**REQUEST A**
Select every line of the records below that contains the word "concrete" and copy each one.

**DOCUMENT TEXT**
Am Mittwoch, 26. März 2003 23:09 schrieb Iljitsch van Beijnum:
> Christian,
> 
> On woensdag, maa 26, 2003, at 13:39 Europe/Amsterdam, Christian Schild 
> wrote:
> 
> > First, we consider a failure a seldom and abnormal event. Only if a 
> > direct
> > connect fails, the network (or the ISP) has to take some failover 
> > action.
> > This means that - if you think of the size of the global routing table 
> > -
> > in default behaviour the table is small (only /32 prefixes) and only in
> > case of a failure a more specific prefix (/48 or shorter) is 
> > neccessary.

> I see two problems with this:
> 
> 1. An ISP's aggregate route (the /32) disappearing from the global 
> routing table
>     is an extremely rare event. Last mile problems are infinitely more 
> common,

Well, rare is not zero :). We just want to cover that case. 

>     and after that there is the class of partial ISP failures (for 
> instance,
>     a single POP is partitioned from the network) where the aggregate 
> remains
>     visible.

Hm, if just one POP disappears, the ISP (and the customer) is still rachable,
we don't have a loss of connectivity and no action has to be taken.

> 2. Conditional announcement makes the global routing system less 
> predictable,
>     which is dangerous. The sudden appearance of thousands of more 
> specific
>     /48s could easily break systems that could just about cope with the 
> regular
>     aggregated situation.

I see. But in our approach 2, the longer prefix is already present in the 
routing table. Only if the shorter prefix disappears, it will be added to the 
forwarding table. It is some kind of 'automatic aggregation'. Do you think it 
will be that extremely costly? Moreover I think, systems 'that could just 
about cope' should be replaced, and they shouldn't be a concern here.

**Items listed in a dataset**
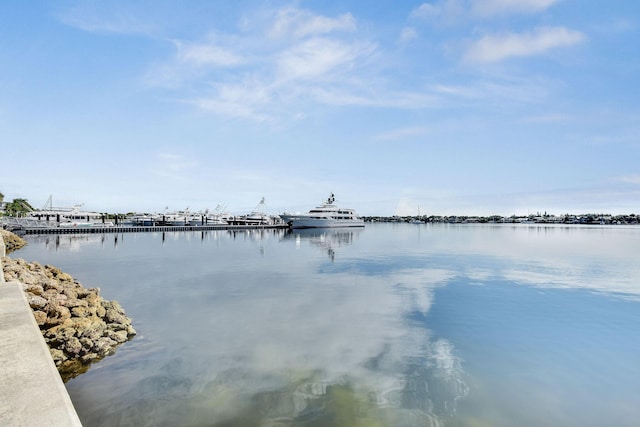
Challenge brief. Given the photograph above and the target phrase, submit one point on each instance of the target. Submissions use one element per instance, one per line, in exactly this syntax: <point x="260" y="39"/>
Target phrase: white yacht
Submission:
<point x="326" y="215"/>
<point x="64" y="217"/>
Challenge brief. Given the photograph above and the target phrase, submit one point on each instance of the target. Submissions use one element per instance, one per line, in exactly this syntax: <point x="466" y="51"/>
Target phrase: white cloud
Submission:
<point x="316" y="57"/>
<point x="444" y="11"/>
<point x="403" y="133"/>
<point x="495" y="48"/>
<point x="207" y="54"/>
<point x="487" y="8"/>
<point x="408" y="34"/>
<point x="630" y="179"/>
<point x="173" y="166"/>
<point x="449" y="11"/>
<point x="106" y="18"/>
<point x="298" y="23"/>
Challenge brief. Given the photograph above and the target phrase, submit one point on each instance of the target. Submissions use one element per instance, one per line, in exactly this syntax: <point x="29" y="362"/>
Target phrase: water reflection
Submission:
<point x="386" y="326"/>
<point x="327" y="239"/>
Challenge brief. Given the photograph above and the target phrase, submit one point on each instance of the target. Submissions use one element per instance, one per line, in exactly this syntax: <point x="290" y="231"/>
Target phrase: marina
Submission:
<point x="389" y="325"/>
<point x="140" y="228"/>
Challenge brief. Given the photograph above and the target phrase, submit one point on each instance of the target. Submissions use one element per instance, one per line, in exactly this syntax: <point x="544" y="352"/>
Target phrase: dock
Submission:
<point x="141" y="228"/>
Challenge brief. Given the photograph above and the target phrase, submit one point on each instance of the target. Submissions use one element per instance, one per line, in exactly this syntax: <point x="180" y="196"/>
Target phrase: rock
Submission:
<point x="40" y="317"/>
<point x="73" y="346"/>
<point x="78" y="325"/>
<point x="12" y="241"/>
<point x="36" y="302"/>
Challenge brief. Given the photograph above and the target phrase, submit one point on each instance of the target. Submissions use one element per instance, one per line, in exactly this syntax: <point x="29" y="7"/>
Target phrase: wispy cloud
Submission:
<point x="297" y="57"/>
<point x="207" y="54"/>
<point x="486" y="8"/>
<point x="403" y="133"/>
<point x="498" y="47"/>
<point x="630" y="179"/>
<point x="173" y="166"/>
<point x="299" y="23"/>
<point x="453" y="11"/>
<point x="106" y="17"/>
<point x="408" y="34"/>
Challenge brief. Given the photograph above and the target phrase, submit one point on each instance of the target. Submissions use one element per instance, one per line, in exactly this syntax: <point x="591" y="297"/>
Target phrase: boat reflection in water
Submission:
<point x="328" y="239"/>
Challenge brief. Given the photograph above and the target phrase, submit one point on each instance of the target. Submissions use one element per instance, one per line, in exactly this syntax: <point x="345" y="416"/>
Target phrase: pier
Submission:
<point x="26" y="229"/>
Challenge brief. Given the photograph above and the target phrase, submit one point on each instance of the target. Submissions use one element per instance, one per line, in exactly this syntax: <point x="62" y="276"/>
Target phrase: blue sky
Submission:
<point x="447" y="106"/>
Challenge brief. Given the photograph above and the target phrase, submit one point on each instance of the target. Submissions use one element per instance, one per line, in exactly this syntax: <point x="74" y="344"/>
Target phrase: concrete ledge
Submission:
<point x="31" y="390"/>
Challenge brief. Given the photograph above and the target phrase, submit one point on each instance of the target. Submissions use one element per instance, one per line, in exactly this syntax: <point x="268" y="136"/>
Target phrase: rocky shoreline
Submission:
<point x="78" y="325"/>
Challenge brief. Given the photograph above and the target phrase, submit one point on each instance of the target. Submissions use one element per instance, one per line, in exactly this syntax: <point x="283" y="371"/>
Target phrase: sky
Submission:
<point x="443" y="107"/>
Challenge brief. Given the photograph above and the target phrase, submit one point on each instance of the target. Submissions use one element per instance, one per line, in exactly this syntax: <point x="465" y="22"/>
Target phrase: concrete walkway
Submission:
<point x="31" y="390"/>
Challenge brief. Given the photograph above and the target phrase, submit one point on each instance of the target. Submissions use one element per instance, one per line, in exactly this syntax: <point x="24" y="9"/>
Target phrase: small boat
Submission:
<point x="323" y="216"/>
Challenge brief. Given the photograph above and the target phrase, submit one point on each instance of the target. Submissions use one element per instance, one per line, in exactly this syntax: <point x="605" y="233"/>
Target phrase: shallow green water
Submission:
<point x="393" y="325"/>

--

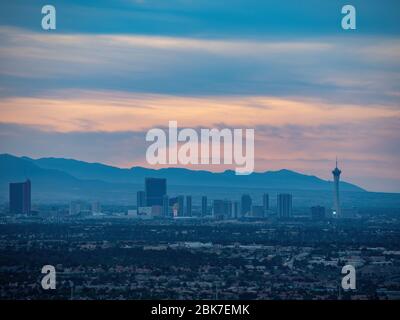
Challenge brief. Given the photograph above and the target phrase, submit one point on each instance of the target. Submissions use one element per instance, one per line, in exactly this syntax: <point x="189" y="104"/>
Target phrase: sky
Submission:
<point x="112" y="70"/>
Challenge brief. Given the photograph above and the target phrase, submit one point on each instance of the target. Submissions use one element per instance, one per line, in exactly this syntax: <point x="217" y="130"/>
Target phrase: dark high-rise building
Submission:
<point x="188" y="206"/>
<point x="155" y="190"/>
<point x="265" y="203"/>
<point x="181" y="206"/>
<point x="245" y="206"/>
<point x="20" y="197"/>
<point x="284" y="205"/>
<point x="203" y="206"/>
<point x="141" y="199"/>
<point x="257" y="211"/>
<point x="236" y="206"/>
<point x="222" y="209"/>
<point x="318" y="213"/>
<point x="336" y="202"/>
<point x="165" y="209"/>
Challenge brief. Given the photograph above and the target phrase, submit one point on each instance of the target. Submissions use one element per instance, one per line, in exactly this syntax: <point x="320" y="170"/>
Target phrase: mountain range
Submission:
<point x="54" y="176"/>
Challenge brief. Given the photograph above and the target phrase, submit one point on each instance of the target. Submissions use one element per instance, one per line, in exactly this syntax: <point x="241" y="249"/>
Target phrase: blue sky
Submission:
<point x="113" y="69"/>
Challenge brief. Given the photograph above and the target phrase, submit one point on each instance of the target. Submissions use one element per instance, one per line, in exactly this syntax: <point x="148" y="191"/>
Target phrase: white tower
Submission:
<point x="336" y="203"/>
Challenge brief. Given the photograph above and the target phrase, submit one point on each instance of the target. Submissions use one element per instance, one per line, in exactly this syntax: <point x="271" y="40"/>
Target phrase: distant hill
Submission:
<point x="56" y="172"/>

**REQUEST B**
Reproduce the email on routing failover above in full, without any changes.

**CORRECT RESPONSE A**
Target phrase: concrete ledge
Target phrase: concrete walkway

**CORRECT RESPONSE B**
Am Mittwoch, 26. März 2003 23:09 schrieb Iljitsch van Beijnum:
> Christian,
> 
> On woensdag, maa 26, 2003, at 13:39 Europe/Amsterdam, Christian Schild 
> wrote:
> 
> > First, we consider a failure a seldom and abnormal event. Only if a 
> > direct
> > connect fails, the network (or the ISP) has to take some failover 
> > action.
> > This means that - if you think of the size of the global routing table 
> > -
> > in default behaviour the table is small (only /32 prefixes) and only in
> > case of a failure a more specific prefix (/48 or shorter) is 
> > neccessary.

> I see two problems with this:
> 
> 1. An ISP's aggregate route (the /32) disappearing from the global 
> routing table
>     is an extremely rare event. Last mile problems are infinitely more 
> common,

Well, rare is not zero :). We just want to cover that case. 

>     and after that there is the class of partial ISP failures (for 
> instance,
>     a single POP is partitioned from the network) where the aggregate 
> remains
>     visible.

Hm, if just one POP disappears, the ISP (and the customer) is still rachable,
we don't have a loss of connectivity and no action has to be taken.

> 2. Conditional announcement makes the global routing system less 
> predictable,
>     which is dangerous. The sudden appearance of thousands of more 
> specific
>     /48s could easily break systems that could just about cope with the 
> regular
>     aggregated situation.

I see. But in our approach 2, the longer prefix is already present in the 
routing table. Only if the shorter prefix disappears, it will be added to the 
forwarding table. It is some kind of 'automatic aggregation'. Do you think it 
will be that extremely costly? Moreover I think, systems 'that could just 
about cope' should be replaced, and they shouldn't be a concern here.